Lütfen aşağıdaki listeyi, "headlight" ifadesini geçtiği her yerde "lamp" ile değiştirerek yeniden yazın. Geri kalan her şey olduğu gibi kalsın.

:::::

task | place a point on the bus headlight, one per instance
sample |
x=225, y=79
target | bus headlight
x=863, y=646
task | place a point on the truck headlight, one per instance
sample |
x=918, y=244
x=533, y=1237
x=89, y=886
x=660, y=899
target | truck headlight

:::::

Yanıt:
task | place a point on the bus lamp, one per instance
sample |
x=225, y=79
target | bus lamp
x=863, y=646
task | place a point on the truck lamp, one per instance
sample |
x=918, y=244
x=533, y=1237
x=89, y=886
x=660, y=899
target | truck lamp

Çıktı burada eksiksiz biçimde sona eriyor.